**What you should do:**
Collect every line in the entries below that contains the string "tent", and treat uppercase and lowercase as different.
● ● ●
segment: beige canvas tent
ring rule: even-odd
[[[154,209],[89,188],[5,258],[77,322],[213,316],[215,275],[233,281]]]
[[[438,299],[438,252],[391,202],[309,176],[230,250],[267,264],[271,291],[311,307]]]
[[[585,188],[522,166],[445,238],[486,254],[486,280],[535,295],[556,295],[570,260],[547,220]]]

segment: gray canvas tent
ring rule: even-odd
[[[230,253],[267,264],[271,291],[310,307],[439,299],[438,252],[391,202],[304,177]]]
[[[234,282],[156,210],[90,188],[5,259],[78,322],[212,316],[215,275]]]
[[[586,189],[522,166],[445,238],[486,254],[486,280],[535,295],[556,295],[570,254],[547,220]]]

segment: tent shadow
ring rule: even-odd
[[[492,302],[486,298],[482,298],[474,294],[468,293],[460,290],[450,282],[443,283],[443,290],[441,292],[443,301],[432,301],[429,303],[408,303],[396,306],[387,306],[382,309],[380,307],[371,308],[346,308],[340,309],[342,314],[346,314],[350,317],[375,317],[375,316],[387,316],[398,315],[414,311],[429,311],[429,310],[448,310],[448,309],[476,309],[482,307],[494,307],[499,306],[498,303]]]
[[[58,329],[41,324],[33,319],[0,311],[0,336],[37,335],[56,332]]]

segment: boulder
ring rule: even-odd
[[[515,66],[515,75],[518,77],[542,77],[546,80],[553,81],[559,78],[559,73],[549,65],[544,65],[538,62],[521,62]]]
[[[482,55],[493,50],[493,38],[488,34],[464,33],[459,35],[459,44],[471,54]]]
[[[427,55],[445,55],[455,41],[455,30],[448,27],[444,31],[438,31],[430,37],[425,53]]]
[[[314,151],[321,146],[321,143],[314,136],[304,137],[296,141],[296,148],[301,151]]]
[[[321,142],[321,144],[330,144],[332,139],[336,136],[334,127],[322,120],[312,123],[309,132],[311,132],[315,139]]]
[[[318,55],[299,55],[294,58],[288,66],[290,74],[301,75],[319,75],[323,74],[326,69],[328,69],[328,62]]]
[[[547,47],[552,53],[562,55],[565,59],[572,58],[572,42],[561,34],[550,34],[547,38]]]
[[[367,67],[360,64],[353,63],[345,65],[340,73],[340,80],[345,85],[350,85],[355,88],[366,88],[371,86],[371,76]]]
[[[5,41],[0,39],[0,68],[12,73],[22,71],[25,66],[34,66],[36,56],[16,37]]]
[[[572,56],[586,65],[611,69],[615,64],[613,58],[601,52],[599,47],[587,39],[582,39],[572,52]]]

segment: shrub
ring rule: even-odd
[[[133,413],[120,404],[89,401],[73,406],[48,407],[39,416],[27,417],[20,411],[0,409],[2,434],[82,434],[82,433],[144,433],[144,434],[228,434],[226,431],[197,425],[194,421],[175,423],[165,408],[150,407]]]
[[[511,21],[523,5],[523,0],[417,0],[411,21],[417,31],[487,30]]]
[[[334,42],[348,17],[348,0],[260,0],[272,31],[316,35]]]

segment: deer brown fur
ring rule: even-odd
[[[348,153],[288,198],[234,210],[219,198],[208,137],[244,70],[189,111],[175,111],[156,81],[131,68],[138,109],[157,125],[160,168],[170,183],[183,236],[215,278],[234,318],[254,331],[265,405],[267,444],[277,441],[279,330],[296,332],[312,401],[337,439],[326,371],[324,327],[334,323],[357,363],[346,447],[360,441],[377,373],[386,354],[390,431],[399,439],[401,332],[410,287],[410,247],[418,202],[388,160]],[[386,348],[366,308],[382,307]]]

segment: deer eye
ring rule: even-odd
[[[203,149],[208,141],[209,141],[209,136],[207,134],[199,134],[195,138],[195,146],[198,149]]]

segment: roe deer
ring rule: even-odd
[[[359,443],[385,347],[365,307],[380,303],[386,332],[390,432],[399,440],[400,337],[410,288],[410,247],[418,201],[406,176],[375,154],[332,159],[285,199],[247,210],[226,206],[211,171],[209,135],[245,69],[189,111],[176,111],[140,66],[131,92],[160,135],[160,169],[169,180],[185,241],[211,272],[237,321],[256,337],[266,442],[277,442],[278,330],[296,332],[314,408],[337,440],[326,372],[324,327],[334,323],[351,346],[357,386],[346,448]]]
● ● ●
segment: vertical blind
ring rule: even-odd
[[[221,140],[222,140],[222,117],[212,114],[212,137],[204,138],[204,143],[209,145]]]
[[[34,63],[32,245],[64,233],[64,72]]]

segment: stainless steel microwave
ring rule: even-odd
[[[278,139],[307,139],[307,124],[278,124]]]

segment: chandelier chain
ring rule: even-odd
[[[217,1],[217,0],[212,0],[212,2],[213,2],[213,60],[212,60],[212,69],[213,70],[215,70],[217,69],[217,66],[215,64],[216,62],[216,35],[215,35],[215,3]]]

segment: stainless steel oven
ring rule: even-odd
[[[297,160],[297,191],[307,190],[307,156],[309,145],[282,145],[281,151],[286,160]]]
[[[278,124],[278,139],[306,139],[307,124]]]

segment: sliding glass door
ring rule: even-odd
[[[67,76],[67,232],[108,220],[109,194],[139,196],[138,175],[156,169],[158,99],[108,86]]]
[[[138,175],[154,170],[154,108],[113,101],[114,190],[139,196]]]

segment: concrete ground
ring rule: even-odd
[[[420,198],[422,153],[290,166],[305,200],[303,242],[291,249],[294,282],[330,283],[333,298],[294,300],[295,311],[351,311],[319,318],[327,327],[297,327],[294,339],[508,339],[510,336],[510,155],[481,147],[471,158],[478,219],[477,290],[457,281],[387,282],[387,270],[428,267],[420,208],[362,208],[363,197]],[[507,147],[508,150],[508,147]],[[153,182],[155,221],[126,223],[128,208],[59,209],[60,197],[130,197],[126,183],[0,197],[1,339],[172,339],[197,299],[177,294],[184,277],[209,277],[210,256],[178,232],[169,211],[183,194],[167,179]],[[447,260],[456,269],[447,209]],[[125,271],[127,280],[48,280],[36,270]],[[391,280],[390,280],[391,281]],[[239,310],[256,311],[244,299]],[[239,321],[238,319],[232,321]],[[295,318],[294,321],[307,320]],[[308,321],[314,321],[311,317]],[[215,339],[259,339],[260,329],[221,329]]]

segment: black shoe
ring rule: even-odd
● ● ●
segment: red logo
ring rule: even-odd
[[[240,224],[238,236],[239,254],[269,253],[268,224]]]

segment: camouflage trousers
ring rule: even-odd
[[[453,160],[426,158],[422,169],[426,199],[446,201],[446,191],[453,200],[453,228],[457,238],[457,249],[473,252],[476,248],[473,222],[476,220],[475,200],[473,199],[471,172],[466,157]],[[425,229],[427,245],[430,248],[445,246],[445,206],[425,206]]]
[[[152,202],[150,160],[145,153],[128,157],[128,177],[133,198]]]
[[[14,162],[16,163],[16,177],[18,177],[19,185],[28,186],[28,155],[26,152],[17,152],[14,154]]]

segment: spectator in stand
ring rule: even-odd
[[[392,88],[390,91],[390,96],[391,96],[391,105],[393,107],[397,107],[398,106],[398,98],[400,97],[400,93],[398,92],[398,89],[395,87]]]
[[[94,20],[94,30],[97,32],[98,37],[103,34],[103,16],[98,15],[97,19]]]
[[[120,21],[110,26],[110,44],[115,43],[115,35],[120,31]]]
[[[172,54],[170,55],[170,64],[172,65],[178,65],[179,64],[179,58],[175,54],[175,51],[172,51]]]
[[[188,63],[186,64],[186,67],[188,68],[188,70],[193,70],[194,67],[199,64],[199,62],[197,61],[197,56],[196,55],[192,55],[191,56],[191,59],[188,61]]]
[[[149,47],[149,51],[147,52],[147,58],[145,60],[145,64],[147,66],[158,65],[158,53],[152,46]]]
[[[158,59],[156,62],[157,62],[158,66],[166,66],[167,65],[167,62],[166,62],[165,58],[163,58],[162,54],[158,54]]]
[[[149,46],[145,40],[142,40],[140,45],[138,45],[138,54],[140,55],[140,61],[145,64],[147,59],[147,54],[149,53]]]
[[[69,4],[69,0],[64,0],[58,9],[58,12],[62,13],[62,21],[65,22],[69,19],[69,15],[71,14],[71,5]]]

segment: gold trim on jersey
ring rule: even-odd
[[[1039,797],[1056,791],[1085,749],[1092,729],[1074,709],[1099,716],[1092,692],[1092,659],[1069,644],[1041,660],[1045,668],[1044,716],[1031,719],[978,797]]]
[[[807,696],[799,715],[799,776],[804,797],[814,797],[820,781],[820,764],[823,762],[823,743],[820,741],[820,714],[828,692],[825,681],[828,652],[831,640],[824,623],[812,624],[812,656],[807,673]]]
● ● ●
**Answer to the exercise:**
segment: beige canvas tent
segment: gray canvas tent
segment: tent shadow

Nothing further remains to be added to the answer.